• _Consigne donnée 1_
Restituez toutes les lignes des entrées qui contiennent le mot « background », en tenant compte de la casse.

• _Extrait retenu_
►

Le sujet et l'être
 
Ces réflexions et exemples appellent une remarque : il faut ajouter aux catégorie classique de la psychanalyse la notion de l'être de la phénoménologie.
En effet, les dimensions du moi, du surmoi, de l'inconscient, du ça, du préconscient, du signifiant sont toutes insuffisantes pour décrire la complexité final du sujet. Il est en effet constitué de tout cela, ce qu'on appelle l'affectivité étant une sorte de sommation de tous ces plans et de leurs liens au corps provoquant une sensation d'existence complexe. Ce cœur de l'être, ce centre de la personne, il n'est bien entendu jamais complètement ni communicable ni partageable, s'il s'éprouve par contre. Il n'est jamais réductible à rien de communicable, ni à la morale, la politesse, ou l'altruisme.
Son expression, qui est la subjectivité, n'est jamais que partielle, mais si elle est impossible, une dissociation pathogène se mettre en place tôt ou tard au cœur du sujet. Sa manifestation, indirecte le plus souvent, permet au sujet d'être vraiment lui-même avec les autres, malgré les autres mais jamais dans l'impossible idée d'une harmonie constante, d'un accord commun continu.
De nombreuses situations posent problème à cette configuration : la passion de la transmission, lorsqu'on veut être l'élève de son maître, ou le maître de son élève, la relation amoureuse, lorsqu'on ne veut pas déplaire à son partenaire, la relation professionnelle, lorsqu'on veut pas risquer son poste professionnel, pour prendre quelques exemples parmi mille autres.
C'est que l'appareil psychique est mu par une énergie hétérologue puissante. Lorsque le refoulement, ou l'écrasement lié à une des pressions que nous venons de voir, supprime une des causes de cette hétérologie que le trouble psychique apparaît. Sinon, elle se met au service de l'invention, de la prise de risque, de la subjectivité créative, de la crise féconde.

◄

• _Consigne donnée 2_
Poursuivez le texte sur le sujet et l'être à la suite de sa dernière phrase.

Entrées d'un jeu de données
►

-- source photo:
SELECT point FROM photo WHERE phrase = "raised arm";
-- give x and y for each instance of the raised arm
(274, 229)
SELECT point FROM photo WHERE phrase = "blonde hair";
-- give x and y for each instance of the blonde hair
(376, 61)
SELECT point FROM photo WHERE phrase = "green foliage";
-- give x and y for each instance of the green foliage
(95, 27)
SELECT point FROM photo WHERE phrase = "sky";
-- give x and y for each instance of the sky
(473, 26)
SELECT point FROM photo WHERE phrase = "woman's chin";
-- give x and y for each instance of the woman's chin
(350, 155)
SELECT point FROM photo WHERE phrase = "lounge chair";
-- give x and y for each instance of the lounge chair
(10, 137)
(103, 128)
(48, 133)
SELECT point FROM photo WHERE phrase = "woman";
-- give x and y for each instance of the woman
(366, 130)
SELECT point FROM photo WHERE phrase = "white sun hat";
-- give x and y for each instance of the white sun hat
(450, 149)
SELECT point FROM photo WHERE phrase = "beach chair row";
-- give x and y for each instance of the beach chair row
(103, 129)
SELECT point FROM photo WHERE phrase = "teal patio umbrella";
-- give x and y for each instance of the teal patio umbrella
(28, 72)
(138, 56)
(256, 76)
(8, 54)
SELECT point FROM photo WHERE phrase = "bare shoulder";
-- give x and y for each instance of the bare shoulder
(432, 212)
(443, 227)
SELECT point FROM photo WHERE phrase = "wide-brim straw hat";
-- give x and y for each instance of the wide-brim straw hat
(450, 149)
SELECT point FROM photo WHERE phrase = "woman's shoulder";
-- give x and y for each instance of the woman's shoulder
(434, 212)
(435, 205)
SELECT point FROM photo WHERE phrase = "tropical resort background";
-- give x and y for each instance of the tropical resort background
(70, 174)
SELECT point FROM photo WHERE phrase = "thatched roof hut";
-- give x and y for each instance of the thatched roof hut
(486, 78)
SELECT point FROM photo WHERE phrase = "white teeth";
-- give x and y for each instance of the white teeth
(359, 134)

◄

• _Réponse rédigée 1_
SELECT point FROM photo WHERE phrase = "tropical resort background";
-- give x and y for each instance of the tropical resort background

• _Réponse rédigée 2_
La prise de conscience de l'énergie constructive de cette dynamique hétérologique irréductible de l'appareil psychique, pris entre soi et l'autre, permet une sortie définitive du piège narcissique. La fin d'une cure analytique correspond à l'émergence précise de l'être dans ce transfert subjectif, quand elle a lieu au cœur même du transfert, et non ailleurs dans un groupe social, dans un après coup de l'analyse qui est en fait un évitement de cette étape difficile, préludant à la répétition de la névrose.
 
L'émergence du transfert subjectif
 
Mais il nous faut maintenant faire un détour par les théories scientifiques de l'émergence pour bien comprendre de quoi il s'agit.
 
Voici la définition donnée par Wikipedia :
 
On retrouve un certain nombre de caractéristiques généralement associées aux différentes formes du concept d'émergence.
 
Physicalisme : tout ce qui existe peut se réduire en dernière analyse aux constituants décrits par la physique, et à leurs aggrégats.
Émergence de propriétés : À partir d'un certain niveau de complexité et d'organisation des particules matérielles, des propriétés authentiquement nouvelles émergent de ces systèmes complexes.
Irréductibilité de l'émergence : les propriétés émergentes sont irréductibles, et ne peuvent être déduits des phénomènes de bas niveaux à partir desquels ils émergent.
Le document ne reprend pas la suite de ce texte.